▸ **Requisitos das tarefas**:
a: Reproduz fielmente o trecho do excerto que vai de "Casos do veterano" até "e Lusitano VRSA.".
b: Indica apenas o número de linhas que contêm a palavra "Give", distinguindo maiúsculas de minúsculas.

▸ **Excerto da fonte**:
-----
Casos do veterano Pedro Neves, antigo internacional jovem por Portugal, formado no Sporting e com passagem pelo Alverca na I Liga, de Tiago Romeira (ex-Benfica) e de Januário (ex-Sporting e Sp. Braga), também eles internacionais pelos escalões de formação.

Olhos nos olhos com os históricos do Algarve…

Na próxima época, o Algarve vai estar mais representado na Série H do Campeonato de Portugal. A ascensão do Moncarapachense e a queda do Olhanense da II Liga vão aumentar para sete o lote de equipas algarvias participantes na competição onde já estavam Almancilense, Armacenenses, Louletano, Farense e Lusitano VRSA.

Deste lote saltam à vista os nomes de dois históricos do futebol português: Farense e Olhanense, com 23 e 19 presenças na I Liga, respetivamente.
-----
[Entradas de contornos de formas]
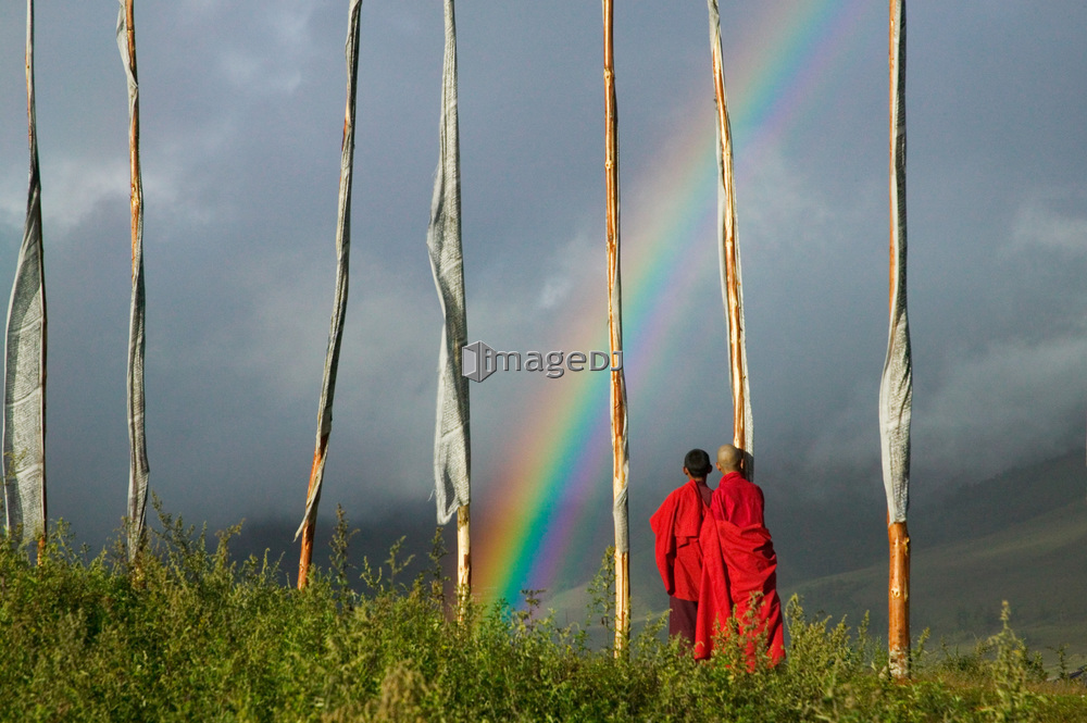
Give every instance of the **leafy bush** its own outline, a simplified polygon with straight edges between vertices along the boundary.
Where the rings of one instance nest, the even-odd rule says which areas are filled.
[[[40,564],[3,540],[0,720],[1087,720],[1082,688],[1042,681],[1007,609],[1004,631],[972,653],[916,646],[910,683],[889,680],[866,621],[812,620],[796,598],[777,668],[749,668],[728,638],[696,662],[663,639],[664,618],[615,656],[610,554],[585,623],[561,627],[539,590],[516,608],[450,606],[440,535],[414,581],[400,579],[399,543],[354,571],[340,512],[329,570],[298,591],[266,556],[230,560],[240,526],[210,551],[205,531],[159,516],[132,564],[120,545],[75,550],[62,523]]]

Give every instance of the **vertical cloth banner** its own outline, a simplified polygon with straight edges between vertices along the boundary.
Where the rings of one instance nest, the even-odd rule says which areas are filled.
[[[615,96],[614,12],[602,1],[604,50],[604,186],[608,249],[608,344],[611,359],[623,352],[623,285],[620,264],[619,103]],[[615,526],[615,655],[630,638],[630,445],[626,374],[611,371],[609,400],[612,433],[612,520]]]
[[[147,438],[143,434],[143,184],[139,165],[139,84],[136,79],[134,0],[121,0],[117,48],[128,79],[128,165],[132,180],[132,277],[128,321],[128,559],[136,557],[147,513]]]
[[[22,527],[22,541],[46,534],[46,275],[34,103],[34,0],[26,1],[26,113],[30,178],[8,304],[3,400],[5,524],[8,534]]]
[[[317,404],[317,438],[310,470],[310,484],[305,495],[305,514],[295,533],[295,539],[317,519],[321,484],[325,475],[325,453],[328,435],[333,428],[333,398],[336,395],[336,371],[339,369],[340,341],[343,338],[343,317],[347,314],[348,261],[351,252],[351,180],[354,166],[354,105],[359,90],[359,11],[362,0],[348,4],[348,35],[343,54],[347,60],[347,108],[343,111],[343,141],[340,146],[340,186],[336,220],[336,290],[333,295],[333,315],[328,325],[328,347],[325,351],[324,377],[321,382],[321,400]],[[304,584],[304,581],[299,579]]]
[[[434,432],[434,484],[438,523],[446,524],[471,498],[472,449],[468,435],[468,378],[461,373],[461,349],[468,342],[461,255],[461,159],[457,122],[457,23],[453,0],[445,2],[446,55],[441,73],[438,169],[434,175],[426,247],[438,289],[441,348]]]
[[[894,10],[894,5],[892,5]],[[905,299],[905,2],[891,18],[890,327],[879,379],[879,446],[888,523],[905,522],[910,500],[913,362]]]
[[[733,392],[733,444],[745,451],[746,476],[754,479],[754,428],[751,421],[751,390],[747,374],[747,340],[744,322],[744,284],[740,277],[740,248],[736,238],[736,191],[733,175],[733,138],[725,94],[724,61],[721,54],[721,13],[717,0],[707,0],[710,12],[710,49],[713,58],[713,89],[717,103],[717,249],[721,261],[721,296],[728,324],[728,377]]]

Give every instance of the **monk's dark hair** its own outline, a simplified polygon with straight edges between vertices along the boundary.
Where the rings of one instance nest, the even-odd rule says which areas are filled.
-----
▸ **Respostas corretas**:
a:
Casos do veterano Pedro Neves, antigo internacional jovem por Portugal, formado no Sporting e com passagem pelo Alverca na I Liga, de Tiago Romeira (ex-Benfica) e de Januário (ex-Sporting e Sp. Braga), também eles internacionais pelos escalões de formação.

Olhos nos olhos com os históricos do Algarve…

Na próxima época, o Algarve vai estar mais representado na Série H do Campeonato de Portugal. A ascensão do Moncarapachense e a queda do Olhanense da II Liga vão aumentar para sete o lote de equipas algarvias participantes na competição onde já estavam Almancilense, Armacenenses, Louletano, Farense e Lusitano VRSA.

b: 3